What the task requires: Please gather each line of the records below that contains the word "dark". Case counts, so match uppercase and lowercase letters precisely.

Input data:
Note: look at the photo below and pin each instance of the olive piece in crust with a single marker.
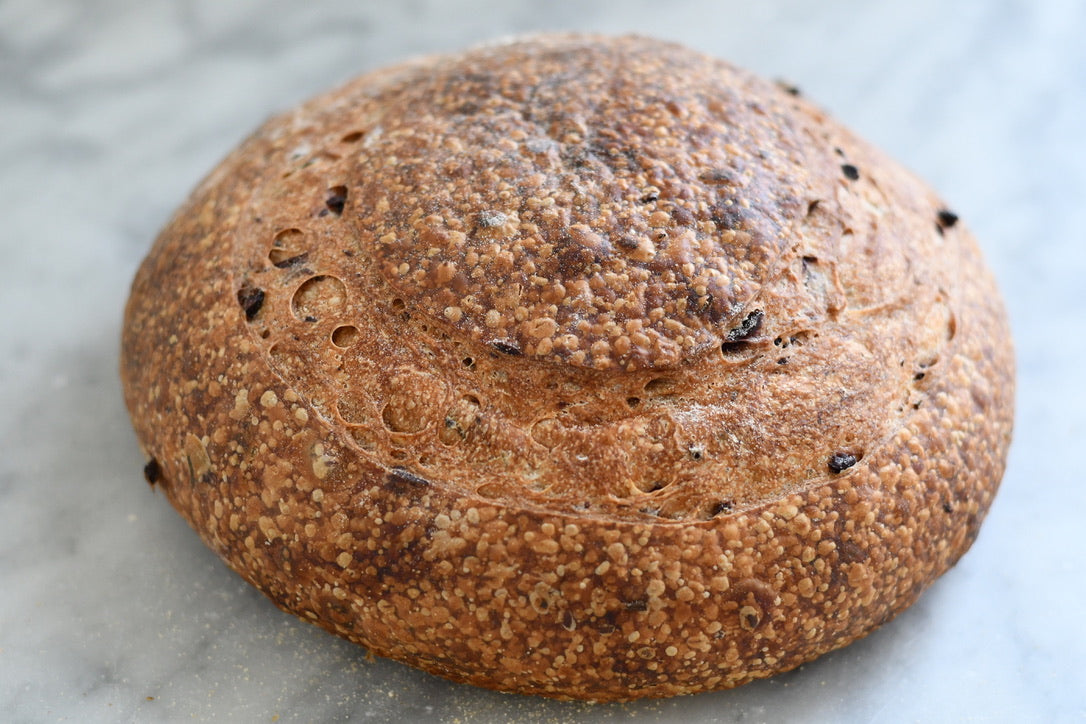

---

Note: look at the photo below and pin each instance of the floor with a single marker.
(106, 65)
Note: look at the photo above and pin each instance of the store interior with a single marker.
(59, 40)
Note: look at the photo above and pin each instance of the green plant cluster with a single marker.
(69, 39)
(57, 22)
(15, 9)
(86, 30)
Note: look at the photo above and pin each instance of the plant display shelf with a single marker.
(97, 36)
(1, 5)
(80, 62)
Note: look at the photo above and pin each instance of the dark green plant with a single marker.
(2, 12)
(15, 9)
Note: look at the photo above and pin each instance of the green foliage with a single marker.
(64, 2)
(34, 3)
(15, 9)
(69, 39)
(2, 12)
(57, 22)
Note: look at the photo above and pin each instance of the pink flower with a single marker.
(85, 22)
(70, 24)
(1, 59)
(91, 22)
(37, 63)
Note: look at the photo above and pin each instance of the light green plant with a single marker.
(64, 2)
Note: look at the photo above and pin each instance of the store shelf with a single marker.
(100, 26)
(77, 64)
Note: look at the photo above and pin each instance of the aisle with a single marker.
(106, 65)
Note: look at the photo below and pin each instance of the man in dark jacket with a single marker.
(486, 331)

...

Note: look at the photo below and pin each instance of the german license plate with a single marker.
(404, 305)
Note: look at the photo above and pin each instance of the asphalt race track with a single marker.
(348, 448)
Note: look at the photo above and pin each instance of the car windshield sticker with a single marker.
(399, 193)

Reply:
Note: look at the photo above and pin each instance of the dark green plant with a single marker.
Note: look at the photo below and pin each instance of the man in dark jacket with a single marker.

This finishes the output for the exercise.